So, You Want a Goldfish…

Part One – The Housing Market

Be honest. When you read the title of this article, what came to mind? Did you see a bright orange or golden fish swimming around in a bowl? Maybe the bowl had some rocks and one plant in it, maybe it didn’t, but the point is that for most of the general public, that sort of image is what comes to mind. In fact, when I did a Google search on just the word goldfish in the images category, that very image wasn’t that far down on the image list:

goldfish Search

Even in the suggestions bar, the goldfish bowl is one of the top three options. Right behind those yummy crackers and a collection of photos based on the types of goldfish, sits one word with the accompanying images: “Bowl.” For true goldfish lovers, this very idea causes a twinge of pain or sadness. Not many people really know why, since everywhere we look the human race is bombarded with the traditional image of a goldfish looking perky in the middle of a bowl that is usually devoid of any decoration what so ever. What is wrong with this idea? It is everywhere. Even Elmo from Sesame Street has a goldfish in a bowl!  Well, as a goldfish owner for many, many years, let me tell you what I see when you say the word goldfish: I see a colorful fish, about the size of my hand, swimming around in a giant tank, full of plants, rocks and other interesting items to interact with.

fish Tank

Goldfish tank being set up in a school classroom.

Goldfish Are In The Carp Family

Surprised? Sadly, most people will be. As a society we are so bombarded with the bowl image that we have forgotten the origin of these beautiful fish. These guys belong in the CARP family. Sure, they’re on the small side, but they ARE carp. They belong in the same family as Koi, the same family as that fish someone’s uncle Joe just caught at the lake the other day. They were one of the first types of fish to be domesticated and in many years of breeding for beauty, we humans have forgotten the idea that these guys belong in ponds and large bodies of water. I am always saddened to be standing at the koi pond at Biltmore and hear visitors from ages five to fifty five point out the goldfish swimming among the koi and exclaim their surprise at the smaller fish being there. Yes, keeping goldfish in a pond takes a special climate and certain knowledge, but the truth is that a pond is where they are most happy and healthy.

Now, some of you are reading this and you just got a fish or are looking at a fish care book and are pointing at the image of a goldfish (or two or three) in a ten gallon tank or in a bowl and saying to yourselves, “This says you are wrong. This picture in this book, and the picture on my new tank from the fish store shows goldfish living like this. The tank even says it is for goldfish.” Check those items again. Chances are your ten gallon tank is called a “starter” tank and that image of the goldfish bowl probably has an unexpected caption or has a better explanation within the text.

Starter fish tank

Three goldfish in a starter tank. Charon, Nix and Hydra check out their new accommodations after leaving the pet store. Though Charon will pass away from illness acquired at the store, Nix and Hydra will be transferred from this tank to their regular home in the 60 gallon tank in my classroom.

Researching Your Fish Care

I recently went to the library to do some research on additional food supplements for my goldfish, Nix and Hydra. Our library had only two books on the subject of goldfish, one for adults, and one for children. I checked out both, but for the purposes of this article, I will focus mostly on Goldfish: A Complete Pet Owner’s Manual, by Marshall E. Ostrow, since the children’s version was nearly identical in contents, only written for a younger reader. As soon as I opened the book I was horrified to see the image of a fish bowl with more than one fish in it, but on further inspection I relaxed a little, as the caption clearly stated there were TOO MANY fish in the bowl. Reading further, though it did describe how to set up a bowl for your goldfish, it emphasized that this was best only as a temporary residence, such as in instances of sickness, when a fish must be quarantined. Following that introductory chapter, the author chose to discuss only the setup of tanks, much to my relief.

Extracted material |
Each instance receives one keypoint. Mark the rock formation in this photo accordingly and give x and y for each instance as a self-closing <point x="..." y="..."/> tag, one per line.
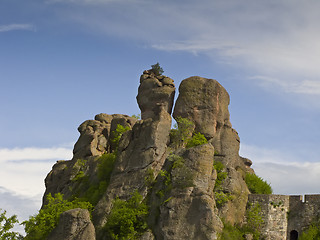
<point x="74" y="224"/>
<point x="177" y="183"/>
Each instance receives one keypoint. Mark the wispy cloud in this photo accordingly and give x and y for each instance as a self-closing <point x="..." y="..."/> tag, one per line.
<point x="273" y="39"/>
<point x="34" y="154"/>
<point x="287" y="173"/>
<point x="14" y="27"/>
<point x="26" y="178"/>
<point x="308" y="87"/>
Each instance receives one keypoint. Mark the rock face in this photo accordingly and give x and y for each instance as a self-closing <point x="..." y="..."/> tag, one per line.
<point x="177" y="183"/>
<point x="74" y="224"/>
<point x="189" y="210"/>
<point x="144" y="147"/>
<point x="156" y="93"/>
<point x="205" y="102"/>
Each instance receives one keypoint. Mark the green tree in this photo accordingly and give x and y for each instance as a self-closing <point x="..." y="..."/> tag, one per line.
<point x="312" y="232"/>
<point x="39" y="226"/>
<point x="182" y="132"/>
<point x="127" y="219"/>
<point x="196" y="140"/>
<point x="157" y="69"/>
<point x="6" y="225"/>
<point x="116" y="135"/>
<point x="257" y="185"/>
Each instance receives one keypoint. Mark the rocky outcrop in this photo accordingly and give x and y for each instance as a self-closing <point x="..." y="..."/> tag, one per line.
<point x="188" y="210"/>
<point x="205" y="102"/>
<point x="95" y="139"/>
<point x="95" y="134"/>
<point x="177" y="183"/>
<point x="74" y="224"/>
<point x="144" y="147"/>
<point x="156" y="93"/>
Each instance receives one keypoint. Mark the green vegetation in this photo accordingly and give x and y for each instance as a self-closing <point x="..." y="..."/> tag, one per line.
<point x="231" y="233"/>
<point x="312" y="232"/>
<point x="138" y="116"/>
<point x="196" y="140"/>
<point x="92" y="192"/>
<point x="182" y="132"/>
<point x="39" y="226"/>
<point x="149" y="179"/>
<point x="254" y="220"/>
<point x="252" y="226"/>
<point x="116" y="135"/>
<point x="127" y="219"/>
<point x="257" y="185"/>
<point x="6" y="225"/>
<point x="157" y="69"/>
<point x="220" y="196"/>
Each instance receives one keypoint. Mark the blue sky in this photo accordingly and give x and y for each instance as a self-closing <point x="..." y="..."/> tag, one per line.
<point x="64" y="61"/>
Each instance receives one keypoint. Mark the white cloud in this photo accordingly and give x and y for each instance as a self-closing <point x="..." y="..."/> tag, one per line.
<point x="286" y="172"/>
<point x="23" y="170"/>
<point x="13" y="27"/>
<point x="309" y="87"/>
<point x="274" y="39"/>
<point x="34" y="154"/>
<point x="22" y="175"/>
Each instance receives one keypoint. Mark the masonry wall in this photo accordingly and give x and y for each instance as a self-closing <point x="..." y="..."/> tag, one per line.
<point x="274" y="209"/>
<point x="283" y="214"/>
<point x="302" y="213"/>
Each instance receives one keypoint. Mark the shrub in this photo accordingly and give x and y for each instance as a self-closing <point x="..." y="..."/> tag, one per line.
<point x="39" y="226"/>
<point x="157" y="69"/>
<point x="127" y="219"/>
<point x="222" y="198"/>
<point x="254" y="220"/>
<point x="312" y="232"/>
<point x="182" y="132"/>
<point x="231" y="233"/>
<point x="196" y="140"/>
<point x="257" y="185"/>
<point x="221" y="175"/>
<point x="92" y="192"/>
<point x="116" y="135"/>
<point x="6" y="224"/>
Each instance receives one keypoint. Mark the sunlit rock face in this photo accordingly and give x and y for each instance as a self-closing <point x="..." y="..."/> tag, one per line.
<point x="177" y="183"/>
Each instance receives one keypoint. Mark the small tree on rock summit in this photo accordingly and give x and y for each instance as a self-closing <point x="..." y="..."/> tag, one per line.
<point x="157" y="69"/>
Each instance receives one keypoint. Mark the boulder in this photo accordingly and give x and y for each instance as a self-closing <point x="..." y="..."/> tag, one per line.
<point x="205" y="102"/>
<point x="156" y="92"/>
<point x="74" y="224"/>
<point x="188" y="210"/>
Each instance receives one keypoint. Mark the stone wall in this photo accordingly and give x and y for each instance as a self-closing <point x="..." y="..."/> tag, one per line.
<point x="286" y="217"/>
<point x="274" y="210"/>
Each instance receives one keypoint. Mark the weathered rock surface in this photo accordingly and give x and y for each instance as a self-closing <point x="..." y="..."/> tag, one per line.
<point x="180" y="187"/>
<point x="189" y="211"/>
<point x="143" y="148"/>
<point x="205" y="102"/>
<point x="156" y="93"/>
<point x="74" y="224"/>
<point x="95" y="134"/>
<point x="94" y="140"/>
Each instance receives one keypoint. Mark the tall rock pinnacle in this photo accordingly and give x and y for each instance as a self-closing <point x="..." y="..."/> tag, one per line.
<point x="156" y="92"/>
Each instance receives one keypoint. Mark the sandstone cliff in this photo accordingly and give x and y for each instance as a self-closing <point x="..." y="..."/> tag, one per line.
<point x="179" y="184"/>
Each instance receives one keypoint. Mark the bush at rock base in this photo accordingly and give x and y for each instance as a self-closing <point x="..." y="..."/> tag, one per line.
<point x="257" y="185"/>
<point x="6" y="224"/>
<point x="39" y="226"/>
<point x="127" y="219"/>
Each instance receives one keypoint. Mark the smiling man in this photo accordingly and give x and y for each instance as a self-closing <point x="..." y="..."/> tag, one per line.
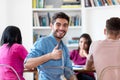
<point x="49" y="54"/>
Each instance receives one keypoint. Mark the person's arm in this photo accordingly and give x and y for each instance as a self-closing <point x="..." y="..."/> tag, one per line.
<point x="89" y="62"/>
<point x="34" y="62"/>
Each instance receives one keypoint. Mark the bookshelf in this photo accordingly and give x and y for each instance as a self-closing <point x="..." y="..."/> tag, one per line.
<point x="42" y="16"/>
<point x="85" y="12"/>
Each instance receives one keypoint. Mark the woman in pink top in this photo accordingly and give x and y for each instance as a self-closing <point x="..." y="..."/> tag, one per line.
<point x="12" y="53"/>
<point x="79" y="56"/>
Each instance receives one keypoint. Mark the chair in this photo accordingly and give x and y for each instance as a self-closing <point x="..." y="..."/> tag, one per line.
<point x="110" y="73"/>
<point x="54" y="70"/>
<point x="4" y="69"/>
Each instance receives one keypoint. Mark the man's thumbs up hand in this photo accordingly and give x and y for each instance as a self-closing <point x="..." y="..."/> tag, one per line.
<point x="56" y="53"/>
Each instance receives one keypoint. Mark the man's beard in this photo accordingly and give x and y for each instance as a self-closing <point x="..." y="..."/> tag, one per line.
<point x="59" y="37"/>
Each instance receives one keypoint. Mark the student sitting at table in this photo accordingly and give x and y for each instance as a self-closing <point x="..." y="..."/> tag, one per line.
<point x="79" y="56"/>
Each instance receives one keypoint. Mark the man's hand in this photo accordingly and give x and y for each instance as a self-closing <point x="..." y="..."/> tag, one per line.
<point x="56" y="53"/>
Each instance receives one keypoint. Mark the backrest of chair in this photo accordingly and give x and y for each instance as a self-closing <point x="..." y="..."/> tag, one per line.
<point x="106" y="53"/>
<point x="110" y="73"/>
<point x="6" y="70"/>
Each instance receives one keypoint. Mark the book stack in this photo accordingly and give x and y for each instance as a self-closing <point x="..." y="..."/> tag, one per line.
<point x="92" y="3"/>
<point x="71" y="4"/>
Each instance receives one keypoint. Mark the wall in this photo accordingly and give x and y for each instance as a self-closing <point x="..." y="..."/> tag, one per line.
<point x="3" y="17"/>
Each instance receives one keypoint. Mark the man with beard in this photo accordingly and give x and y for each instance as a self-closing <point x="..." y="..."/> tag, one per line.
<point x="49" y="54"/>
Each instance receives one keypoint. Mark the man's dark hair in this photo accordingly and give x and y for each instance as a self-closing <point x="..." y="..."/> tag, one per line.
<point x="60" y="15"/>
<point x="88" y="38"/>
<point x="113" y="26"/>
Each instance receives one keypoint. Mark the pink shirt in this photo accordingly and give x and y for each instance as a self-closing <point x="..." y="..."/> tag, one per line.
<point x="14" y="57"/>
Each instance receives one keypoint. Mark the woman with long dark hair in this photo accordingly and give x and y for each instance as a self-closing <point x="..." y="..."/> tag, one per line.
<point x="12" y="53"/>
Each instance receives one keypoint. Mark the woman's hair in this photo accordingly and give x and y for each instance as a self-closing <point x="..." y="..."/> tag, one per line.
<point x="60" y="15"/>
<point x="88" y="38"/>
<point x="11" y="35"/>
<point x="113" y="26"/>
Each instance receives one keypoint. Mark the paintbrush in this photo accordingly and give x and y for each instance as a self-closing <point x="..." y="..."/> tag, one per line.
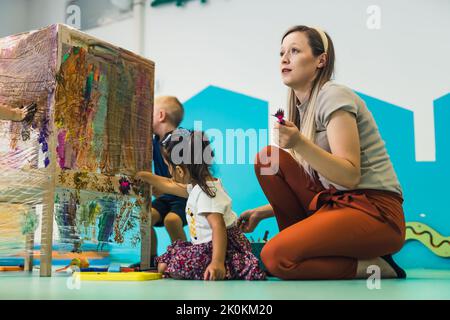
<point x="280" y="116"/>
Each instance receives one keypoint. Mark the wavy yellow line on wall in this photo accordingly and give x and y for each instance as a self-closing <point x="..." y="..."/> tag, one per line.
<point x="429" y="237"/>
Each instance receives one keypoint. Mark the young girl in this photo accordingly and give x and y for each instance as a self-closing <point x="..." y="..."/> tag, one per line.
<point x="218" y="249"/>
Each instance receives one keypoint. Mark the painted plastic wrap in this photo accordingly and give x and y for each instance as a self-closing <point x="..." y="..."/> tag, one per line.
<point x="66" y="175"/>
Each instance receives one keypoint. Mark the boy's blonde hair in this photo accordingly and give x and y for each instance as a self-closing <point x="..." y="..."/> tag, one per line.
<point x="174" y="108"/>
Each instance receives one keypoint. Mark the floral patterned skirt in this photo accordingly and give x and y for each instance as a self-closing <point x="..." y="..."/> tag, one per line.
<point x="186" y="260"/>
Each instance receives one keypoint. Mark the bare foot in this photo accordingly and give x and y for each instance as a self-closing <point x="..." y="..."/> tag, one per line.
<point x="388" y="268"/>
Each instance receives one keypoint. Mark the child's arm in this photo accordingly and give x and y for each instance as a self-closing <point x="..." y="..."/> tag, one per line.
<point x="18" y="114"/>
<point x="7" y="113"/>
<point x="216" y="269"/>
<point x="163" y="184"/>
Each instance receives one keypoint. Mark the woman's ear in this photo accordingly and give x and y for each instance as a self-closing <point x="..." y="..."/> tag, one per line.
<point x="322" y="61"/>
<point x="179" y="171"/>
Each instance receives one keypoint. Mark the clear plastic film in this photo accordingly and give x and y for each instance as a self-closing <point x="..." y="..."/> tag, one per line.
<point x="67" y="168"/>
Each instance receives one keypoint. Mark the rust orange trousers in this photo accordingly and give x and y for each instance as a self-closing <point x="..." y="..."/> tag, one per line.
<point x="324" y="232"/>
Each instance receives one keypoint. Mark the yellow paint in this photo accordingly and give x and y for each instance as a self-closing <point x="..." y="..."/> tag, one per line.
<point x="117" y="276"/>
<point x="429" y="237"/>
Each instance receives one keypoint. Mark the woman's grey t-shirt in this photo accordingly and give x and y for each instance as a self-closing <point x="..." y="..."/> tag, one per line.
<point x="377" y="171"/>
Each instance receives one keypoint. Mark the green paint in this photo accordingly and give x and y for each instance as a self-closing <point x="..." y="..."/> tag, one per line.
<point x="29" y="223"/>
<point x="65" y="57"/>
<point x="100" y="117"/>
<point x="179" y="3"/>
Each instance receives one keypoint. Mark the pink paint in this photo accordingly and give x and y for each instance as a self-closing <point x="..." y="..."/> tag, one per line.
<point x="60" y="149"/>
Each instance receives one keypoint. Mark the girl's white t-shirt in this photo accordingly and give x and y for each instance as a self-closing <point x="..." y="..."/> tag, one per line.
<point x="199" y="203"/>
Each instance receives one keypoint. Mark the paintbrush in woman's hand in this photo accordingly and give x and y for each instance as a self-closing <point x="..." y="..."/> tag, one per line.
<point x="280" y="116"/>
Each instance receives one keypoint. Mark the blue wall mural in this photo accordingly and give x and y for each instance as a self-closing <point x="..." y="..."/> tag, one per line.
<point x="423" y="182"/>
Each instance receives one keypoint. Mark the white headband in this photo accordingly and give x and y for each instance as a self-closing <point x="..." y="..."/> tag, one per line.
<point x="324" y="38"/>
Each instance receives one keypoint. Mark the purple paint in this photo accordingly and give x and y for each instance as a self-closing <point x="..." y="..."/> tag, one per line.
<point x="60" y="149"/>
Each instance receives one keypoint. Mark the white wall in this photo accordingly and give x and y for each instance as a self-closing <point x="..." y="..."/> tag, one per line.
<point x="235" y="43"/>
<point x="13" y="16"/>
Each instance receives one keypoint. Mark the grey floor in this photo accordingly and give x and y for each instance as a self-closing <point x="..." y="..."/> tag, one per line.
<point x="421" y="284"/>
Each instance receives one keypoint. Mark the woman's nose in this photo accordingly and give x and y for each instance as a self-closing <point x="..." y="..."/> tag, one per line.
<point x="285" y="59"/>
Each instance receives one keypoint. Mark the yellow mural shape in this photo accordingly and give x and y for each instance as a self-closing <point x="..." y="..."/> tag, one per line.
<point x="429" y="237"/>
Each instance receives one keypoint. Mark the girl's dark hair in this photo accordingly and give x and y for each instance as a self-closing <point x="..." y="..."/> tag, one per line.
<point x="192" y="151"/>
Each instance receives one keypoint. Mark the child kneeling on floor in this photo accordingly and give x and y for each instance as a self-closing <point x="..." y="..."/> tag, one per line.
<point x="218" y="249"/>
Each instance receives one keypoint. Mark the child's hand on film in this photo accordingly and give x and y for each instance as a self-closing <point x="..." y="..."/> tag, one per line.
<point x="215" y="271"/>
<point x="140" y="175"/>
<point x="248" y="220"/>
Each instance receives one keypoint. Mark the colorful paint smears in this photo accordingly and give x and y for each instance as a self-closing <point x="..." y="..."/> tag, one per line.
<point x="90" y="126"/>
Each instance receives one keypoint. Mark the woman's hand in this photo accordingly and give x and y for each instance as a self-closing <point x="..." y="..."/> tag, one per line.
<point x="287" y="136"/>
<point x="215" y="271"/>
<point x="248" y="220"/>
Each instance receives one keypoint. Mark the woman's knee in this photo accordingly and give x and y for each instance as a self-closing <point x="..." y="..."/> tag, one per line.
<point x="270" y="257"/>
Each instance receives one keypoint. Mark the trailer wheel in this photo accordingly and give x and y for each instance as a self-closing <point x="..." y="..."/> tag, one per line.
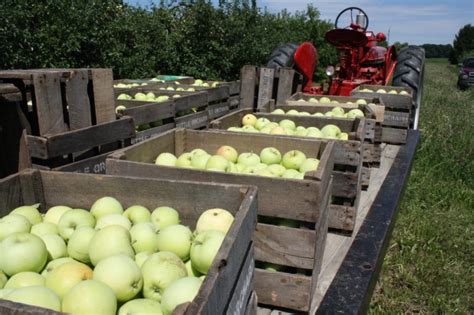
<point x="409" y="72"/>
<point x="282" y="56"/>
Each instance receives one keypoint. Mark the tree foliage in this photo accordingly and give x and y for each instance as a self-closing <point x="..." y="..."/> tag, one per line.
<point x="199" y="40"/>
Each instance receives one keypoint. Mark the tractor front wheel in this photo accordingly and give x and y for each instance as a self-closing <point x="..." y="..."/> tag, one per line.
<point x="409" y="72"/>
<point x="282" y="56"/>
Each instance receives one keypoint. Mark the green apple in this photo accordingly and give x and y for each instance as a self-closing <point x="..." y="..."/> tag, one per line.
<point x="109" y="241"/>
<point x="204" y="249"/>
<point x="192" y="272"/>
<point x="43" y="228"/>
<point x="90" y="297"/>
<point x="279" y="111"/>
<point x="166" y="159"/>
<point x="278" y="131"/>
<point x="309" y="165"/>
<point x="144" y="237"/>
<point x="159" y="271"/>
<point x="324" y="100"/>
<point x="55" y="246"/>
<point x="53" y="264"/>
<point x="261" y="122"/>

Exercise set |
• A. In the goldfish article, where will Nix and Hydra be moved after the starter tank?
• B. Return the goldfish article's wording from "goldfish Search" down to "to interact with.".
• C. Resume the goldfish article where it stops, picking up after its last sentence.
The records are separate material, unrelated to the goldfish article.

Answer list |
• A. To their regular home, the 60 gallon tank in the writer's classroom.

• B.
goldfish Search

Even in the suggestions bar, the goldfish bowl is one of the top three options. Right behind those yummy crackers and a collection of photos based on the types of goldfish, sits one word with the accompanying images: “Bowl.” For true goldfish lovers, this very idea causes a twinge of pain or sadness. Not many people really know why, since everywhere we look the human race is bombarded with the traditional image of a goldfish looking perky in the middle of a bowl that is usually devoid of any decoration what so ever. What is wrong with this idea? It is everywhere. Even Elmo from Sesame Street has a goldfish in a bowl!  Well, as a goldfish owner for many, many years, let me tell you what I see when you say the word goldfish: I see a colorful fish, about the size of my hand, swimming around in a giant tank, full of plants, rocks and other interesting items to interact with.

• C.
Getting your goldfish a large tank is necessary for several reasons beyond allowing for proper growth and happiness. First of all, goldfish are awesome waste producers and too much waste in the tank can alter your water’s pH to a point that is dangerous for your fish. The smaller the tank, the faster this can occur, meaning you are constantly having to change out water to keep the balance in check, which can be a major stressor for your fish. Secondly, goldfish need a lot of oxygen in their water and the more surface area they have the better, as a small surface area lowers the exchange of oxygen and carbon dioxide, sometimes quite drastically. This is another reason I cringe at images of goldfish bowls, as most of those images show the water all the way at the top, where there is far less water surface area due to the small opening. If you are keeping a goldfish in a quarantine bowl, it is better to fill the bowl to the most round part. Even though this means less water and swim area, it gives them more surface area for oxygen.

Travel fish tank

Charon, Nix, and Hydra inside a tiny 3.5 gallon tank used for transportation or quarantine. They quickly outgrew this tank and needed their 10 gallon starter tank for this purpose.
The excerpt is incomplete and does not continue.